++++ Exercise materials ++++
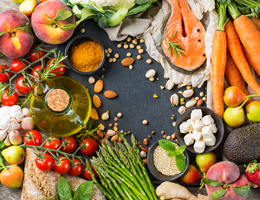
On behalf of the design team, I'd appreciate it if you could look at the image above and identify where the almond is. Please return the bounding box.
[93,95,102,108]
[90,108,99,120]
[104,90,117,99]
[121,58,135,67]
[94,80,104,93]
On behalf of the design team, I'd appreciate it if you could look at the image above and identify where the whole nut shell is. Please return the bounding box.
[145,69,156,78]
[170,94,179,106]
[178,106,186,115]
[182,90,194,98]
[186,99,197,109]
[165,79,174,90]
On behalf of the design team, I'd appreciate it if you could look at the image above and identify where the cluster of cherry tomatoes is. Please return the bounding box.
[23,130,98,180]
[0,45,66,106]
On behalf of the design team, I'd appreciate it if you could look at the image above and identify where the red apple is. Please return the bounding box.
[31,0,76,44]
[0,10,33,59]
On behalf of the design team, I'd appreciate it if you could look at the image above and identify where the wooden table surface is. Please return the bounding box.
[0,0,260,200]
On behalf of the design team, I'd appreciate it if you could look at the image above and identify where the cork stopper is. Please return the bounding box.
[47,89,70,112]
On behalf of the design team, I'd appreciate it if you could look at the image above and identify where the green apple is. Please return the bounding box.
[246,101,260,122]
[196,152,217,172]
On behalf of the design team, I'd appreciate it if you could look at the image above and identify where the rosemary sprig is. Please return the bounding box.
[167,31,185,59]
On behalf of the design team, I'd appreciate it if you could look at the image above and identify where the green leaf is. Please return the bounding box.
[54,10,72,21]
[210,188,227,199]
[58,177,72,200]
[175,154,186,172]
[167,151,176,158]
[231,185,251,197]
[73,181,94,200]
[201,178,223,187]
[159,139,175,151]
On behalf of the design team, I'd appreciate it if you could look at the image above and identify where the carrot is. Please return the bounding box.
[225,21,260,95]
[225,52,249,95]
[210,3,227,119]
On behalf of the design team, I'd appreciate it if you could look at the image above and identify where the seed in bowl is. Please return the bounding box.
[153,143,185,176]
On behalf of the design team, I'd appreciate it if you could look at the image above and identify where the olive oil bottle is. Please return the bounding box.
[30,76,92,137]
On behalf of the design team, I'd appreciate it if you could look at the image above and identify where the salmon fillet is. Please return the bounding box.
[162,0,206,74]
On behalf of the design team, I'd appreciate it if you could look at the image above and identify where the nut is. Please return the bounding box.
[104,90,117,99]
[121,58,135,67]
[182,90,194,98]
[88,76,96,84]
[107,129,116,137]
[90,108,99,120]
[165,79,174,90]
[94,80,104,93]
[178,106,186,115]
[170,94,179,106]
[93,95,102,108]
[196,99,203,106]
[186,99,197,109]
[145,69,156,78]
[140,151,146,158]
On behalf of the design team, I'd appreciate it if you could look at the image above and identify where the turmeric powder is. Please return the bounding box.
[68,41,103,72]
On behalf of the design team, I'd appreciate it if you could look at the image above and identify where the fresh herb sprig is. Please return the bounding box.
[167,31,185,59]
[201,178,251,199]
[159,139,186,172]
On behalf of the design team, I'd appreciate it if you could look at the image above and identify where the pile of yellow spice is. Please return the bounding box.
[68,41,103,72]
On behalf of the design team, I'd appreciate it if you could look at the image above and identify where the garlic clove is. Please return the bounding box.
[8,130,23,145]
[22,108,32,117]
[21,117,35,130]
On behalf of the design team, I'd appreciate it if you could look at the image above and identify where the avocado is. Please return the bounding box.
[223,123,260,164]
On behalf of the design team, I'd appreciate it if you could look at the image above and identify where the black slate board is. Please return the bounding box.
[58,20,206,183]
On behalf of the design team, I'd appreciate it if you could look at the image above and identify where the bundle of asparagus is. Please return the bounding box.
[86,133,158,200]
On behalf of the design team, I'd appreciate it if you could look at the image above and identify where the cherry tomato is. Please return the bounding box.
++++
Prompt: Rewrite every line in the stretch of the material from the line containing "asparagus is. Please return the bounding box." through the end of the material. Raise each bounding-box coordinate by 3 and leave all other wording unchanged.

Expected answer:
On behalf of the design team, I'd appreciate it if you could look at the image above and identify where the bundle of asparagus is. Please return the bounding box.
[89,136,161,203]
On behalf of the design team, I'd appreciate it if you could look at the image above and identify where the cherry tomato is. Please return the bounding box.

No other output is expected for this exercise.